> _Задание 1_
Что во фрагменте о романе Домбровского Хранитель называет главным свойством любого деспота?
> _Задание 2_
Пожалуйста, продолжите фрагмент о романе Домбровского с того места, где он заканчивается.

> _Источник_
***

Так, Хранитель грубо обрывает археолога-любителя Родионова, который приносит ему свои невежественные находки – бесконечные и одинаковые горшки и черепки. Но тот же самый Хранитель предпринимает глубокое историческое расследование, связанное с найденной на семиреченском огороде монетой Аврелиана. Он выписывает в две колонки свидетельства о чертах характера Аврелиана, о его отношении к солдатам. И это не праздные выписки любопытствующего. Хранитель размышляет над ними: «Главное свойство любого деспота, очевидно, и есть его страшная близорукость. Неисторичность его сознания, что ли? Он весь тютелька в тютельку умещается в рамку своей жизни. Видеть дальше своей могилы ему не дано…

«Взвешен и найден слишком легким, – скажет старая весовщица Фемида своей сестре – музе истории Клио. – Возьми, коллега, его себе – его вполне хватит на десяток кандидатских работ».

Умещаемость в заданные рамки является для Домбровского признаком не только духовной бедности, но и неисторичности. Автору и его герою присуще иное – художественное – восприятие жизни, позволяющее не обеднять ее и не упрощать. Герой Домбровского в состоянии осмыслить историческое время, не сводя свои мысли к готовой схеме. И поэтому он противопоставлен неисторичности деспотичного времени именно как историк, Хранитель. Причем важно, что он хранитель древности, а не древностей (по воспоминаниям А. Берзер, название было изменено при первой публикации романа). Оттого и отсутствует у него интерес к мертвым черепкам, навязываемым Родионовым, – древностям вне древности, вне истории.

***

(Записи с разметкой положения объектов)
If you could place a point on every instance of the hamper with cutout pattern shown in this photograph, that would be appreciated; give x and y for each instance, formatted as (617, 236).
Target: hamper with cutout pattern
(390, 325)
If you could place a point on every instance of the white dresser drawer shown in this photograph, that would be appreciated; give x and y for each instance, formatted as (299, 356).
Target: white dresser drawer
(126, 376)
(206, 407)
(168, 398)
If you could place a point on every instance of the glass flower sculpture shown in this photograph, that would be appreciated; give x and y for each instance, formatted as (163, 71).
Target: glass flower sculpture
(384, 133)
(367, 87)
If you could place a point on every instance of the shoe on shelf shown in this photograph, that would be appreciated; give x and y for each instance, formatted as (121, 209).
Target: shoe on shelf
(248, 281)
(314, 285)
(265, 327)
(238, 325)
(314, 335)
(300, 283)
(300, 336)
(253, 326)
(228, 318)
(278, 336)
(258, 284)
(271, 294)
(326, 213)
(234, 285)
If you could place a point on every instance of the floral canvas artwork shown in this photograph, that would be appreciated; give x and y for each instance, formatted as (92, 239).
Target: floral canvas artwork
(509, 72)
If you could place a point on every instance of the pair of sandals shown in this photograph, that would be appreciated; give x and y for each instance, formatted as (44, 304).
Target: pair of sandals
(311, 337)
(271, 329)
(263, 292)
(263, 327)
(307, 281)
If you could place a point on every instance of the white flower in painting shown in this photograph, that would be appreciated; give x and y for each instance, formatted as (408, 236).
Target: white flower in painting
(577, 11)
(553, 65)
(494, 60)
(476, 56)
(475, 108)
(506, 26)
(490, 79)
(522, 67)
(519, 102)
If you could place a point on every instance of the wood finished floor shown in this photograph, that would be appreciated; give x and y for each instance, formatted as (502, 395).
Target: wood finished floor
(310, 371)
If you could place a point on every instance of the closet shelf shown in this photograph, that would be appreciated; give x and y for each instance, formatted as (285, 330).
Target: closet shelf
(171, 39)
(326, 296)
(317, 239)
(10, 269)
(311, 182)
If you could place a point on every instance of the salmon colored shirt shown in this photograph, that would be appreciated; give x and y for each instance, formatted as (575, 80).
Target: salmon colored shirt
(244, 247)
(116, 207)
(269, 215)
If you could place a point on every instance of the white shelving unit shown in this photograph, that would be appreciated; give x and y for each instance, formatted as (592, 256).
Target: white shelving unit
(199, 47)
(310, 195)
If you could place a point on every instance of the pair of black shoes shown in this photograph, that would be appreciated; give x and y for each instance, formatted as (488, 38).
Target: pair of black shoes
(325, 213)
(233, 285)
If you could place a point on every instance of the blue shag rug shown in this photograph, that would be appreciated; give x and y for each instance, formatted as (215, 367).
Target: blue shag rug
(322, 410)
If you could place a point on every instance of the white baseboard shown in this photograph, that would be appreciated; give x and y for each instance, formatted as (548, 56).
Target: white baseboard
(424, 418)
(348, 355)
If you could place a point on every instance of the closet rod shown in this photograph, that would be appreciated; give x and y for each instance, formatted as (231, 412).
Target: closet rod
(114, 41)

***

> _Ответ 1_
Страшную близорукость.

> _Ответ 2_
Он хранит именно живое чувство, затаенное в старинных вещах, и в этом смысле неуловимо схож, например, с Павлом Муратовым, вплетающим в исследования итальянского искусства собственные живые ощущения. Муратов мог завершить эссе о Болонье необыкновенной фразой, выходящей за рамки сухого исследования: «По счастью, есть возможность закончить воспоминания о ней одним эпизодом, в котором нет ровно ничего общего с холодным жаром и придуманностью ее эклектической живописи» 1, – и написать о представлении театра марионеток, которое видел он осенним вечером на площади у церкви Сан Франческо…

Эта особая традиция исследования истории – как явления живого, трепетного, неразрывно связанного с собственной жизнью, – позволяет говорить об особом способе структурирования действительности, который исключает идеологическую мертвечину. Такой исследовательский метод идет из дореволюционных времен, с которыми духовно связан Домбровский и его герой Хранитель. Нет ничего удивительного в том, что оба они пришлись не ко двору во времена мертвого – тоталитарного – режима.

Скрупулезное историческое исследование никогда не застит Домбровскому живой жизни. Более того: он вообще не может воспользоваться достижениями исторического исследования, пока они не обретут для него живую плоть. Пожалуй, самое яркое, потрясающее свидетельство – случай, относящийся к последним месяцам и даже неделям его жизни и связанный с его пониманием христианства.

Домбровский много размышлял и писал о христианстве, стремясь осмыслить место человека в религиозной картине мира. Причем в своих романах он смотрел на религию с исторической точки зрения, взглядом Хранителя: «Я говорил ему о той вулканической почве, на которой возникло это молодое, поразительно сильное и живучее течение, о том, что, когда в начале нашей эры республика превратилась в монархию, а вождь ее – сначала в императора, а потом – в бога, для обнаженной, мятущейся человеческой мысли не осталось ничего иного, как отвернуться от такого бога и провозгласить единственным носителем всех ценностей мира человека. Но тогда пришлось перенести царство его за пределы жизни, ибо на земле места для человека уже не оказалось».

Но было иное – пронзительное, предсмертное – размышление о Христе. Об этом написал в воспоминаниях друг Домбровского Феликс Светов.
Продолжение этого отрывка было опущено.